● The problem:
Below are records; write all of them out exactly.

Referring expression pointing data
********

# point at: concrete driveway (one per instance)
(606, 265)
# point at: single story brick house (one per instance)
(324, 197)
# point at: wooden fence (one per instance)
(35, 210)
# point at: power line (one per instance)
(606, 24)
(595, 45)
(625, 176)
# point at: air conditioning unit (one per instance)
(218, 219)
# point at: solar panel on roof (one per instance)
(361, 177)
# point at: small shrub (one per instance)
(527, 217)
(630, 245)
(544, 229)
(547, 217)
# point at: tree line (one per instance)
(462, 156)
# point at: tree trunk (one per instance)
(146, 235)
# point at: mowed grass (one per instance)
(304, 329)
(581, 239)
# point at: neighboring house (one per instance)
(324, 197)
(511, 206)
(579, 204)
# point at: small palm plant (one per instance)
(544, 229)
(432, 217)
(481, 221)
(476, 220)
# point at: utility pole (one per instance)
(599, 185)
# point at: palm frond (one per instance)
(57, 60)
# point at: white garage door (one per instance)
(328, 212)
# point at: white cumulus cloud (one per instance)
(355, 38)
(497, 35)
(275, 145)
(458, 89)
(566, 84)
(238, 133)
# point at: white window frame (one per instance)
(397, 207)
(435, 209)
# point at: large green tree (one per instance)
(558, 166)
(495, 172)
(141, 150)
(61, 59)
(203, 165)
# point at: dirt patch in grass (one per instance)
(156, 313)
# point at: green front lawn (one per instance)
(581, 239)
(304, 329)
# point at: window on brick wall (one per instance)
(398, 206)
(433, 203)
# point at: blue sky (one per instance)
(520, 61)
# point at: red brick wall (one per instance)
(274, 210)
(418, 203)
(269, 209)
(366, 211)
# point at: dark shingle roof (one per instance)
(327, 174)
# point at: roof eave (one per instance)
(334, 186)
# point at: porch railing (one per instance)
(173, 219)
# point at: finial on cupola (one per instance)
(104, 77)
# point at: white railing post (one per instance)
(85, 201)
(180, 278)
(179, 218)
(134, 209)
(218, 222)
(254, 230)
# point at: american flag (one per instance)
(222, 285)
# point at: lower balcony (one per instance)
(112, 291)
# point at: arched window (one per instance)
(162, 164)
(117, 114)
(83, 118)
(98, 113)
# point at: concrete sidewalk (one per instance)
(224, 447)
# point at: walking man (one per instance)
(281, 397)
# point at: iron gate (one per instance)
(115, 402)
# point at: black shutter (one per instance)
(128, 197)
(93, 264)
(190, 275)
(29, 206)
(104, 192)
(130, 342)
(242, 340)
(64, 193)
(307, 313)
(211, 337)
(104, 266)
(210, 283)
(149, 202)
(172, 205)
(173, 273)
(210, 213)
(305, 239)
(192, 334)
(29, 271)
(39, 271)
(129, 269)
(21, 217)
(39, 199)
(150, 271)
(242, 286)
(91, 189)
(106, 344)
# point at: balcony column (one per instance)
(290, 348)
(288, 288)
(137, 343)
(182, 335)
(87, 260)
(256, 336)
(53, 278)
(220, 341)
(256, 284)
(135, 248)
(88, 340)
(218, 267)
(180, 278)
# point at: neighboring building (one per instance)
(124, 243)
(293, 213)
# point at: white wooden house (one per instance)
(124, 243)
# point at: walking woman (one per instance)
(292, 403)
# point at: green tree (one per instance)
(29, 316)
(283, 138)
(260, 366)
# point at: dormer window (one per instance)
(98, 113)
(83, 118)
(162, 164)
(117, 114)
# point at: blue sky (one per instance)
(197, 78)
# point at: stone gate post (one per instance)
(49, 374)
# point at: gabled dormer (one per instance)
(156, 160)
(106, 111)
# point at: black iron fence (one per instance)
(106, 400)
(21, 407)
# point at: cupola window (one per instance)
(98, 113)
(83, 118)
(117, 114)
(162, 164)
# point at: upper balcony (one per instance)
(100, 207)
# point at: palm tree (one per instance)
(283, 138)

********

● Solution to this exercise:
# point at: concrete driveway (one per instance)
(606, 265)
# point at: single story brick house (one per instance)
(324, 197)
# point at: wooden fence (one per instance)
(35, 210)
# point at: power line (one per instance)
(606, 24)
(595, 45)
(625, 176)
# point at: air conditioning unit (one per instance)
(218, 219)
# point at: solar panel on roof (one per instance)
(361, 177)
# point at: small shrub (one per instance)
(527, 217)
(630, 245)
(544, 229)
(547, 217)
# point at: tree line (one per instance)
(462, 156)
# point at: tree trunk (one per instance)
(146, 235)
# point at: mowed grass (one per instance)
(304, 329)
(581, 239)
# point at: neighboring house (one per instance)
(324, 197)
(511, 206)
(579, 204)
# point at: small palm plant (one per instance)
(544, 229)
(432, 217)
(481, 221)
(476, 220)
# point at: utility pole (one per instance)
(599, 185)
# point at: palm frond (one per instance)
(57, 60)
# point at: white garage door (one per instance)
(328, 212)
# point at: white cumulus cloud (one per instance)
(355, 38)
(497, 35)
(275, 145)
(458, 89)
(566, 84)
(238, 133)
# point at: white window frame (one per instance)
(397, 207)
(435, 209)
# point at: large green tree (one per instance)
(558, 166)
(495, 172)
(141, 150)
(61, 59)
(203, 165)
# point at: dirt patch in grass (one per instance)
(156, 313)
# point at: green front lawn (one per instance)
(581, 239)
(304, 329)
# point at: window on brick wall (one per instance)
(398, 206)
(433, 203)
# point at: blue sky (one per instance)
(520, 61)
# point at: red brick wall (one per instance)
(274, 210)
(418, 203)
(269, 209)
(366, 211)
# point at: dark shingle roof (one per instance)
(327, 174)
# point at: roof eave (one per instance)
(334, 186)
# point at: porch railing (one per instance)
(173, 219)
# point at: finial on cupola (one per instance)
(104, 77)
# point at: white railing post (one per instance)
(85, 201)
(180, 278)
(179, 218)
(134, 209)
(218, 222)
(254, 230)
# point at: american flag (one per instance)
(222, 285)
# point at: lower balcony (one per instance)
(112, 291)
# point at: arched window (one per instance)
(162, 164)
(117, 114)
(83, 118)
(98, 113)
# point at: concrete sidewalk (one per instance)
(224, 447)
# point at: walking man (one per instance)
(281, 397)
# point at: iron gate (one per instance)
(115, 402)
# point at: black shutter (one per instance)
(128, 197)
(93, 264)
(190, 275)
(29, 206)
(104, 192)
(130, 342)
(242, 340)
(64, 193)
(307, 313)
(211, 337)
(104, 266)
(210, 283)
(149, 202)
(172, 205)
(173, 273)
(210, 213)
(305, 239)
(192, 334)
(29, 271)
(39, 271)
(129, 269)
(21, 217)
(39, 199)
(150, 271)
(242, 286)
(91, 189)
(106, 344)
# point at: balcony column (one per instance)
(290, 348)
(288, 288)
(137, 343)
(182, 335)
(87, 260)
(256, 336)
(53, 278)
(220, 341)
(256, 284)
(135, 248)
(88, 340)
(218, 267)
(180, 278)
# point at: neighboring building (one per instance)
(124, 243)
(293, 213)
# point at: white wooden house (one per instance)
(124, 243)
# point at: walking woman (one per instance)
(292, 403)
# point at: green tree (one per instance)
(29, 316)
(283, 138)
(260, 366)
# point at: dormer window (one per instance)
(98, 113)
(83, 118)
(162, 164)
(117, 114)
# point at: blue sky (one per instance)
(197, 78)
# point at: stone gate post (one per instance)
(49, 374)
# point at: gabled dormer (one per instance)
(156, 160)
(106, 111)
# point at: black iron fence (one per instance)
(106, 400)
(21, 407)
# point at: cupola window (one per instance)
(98, 113)
(83, 118)
(117, 114)
(162, 164)
# point at: upper balcony (one per instance)
(100, 207)
# point at: palm tree (one per instance)
(283, 138)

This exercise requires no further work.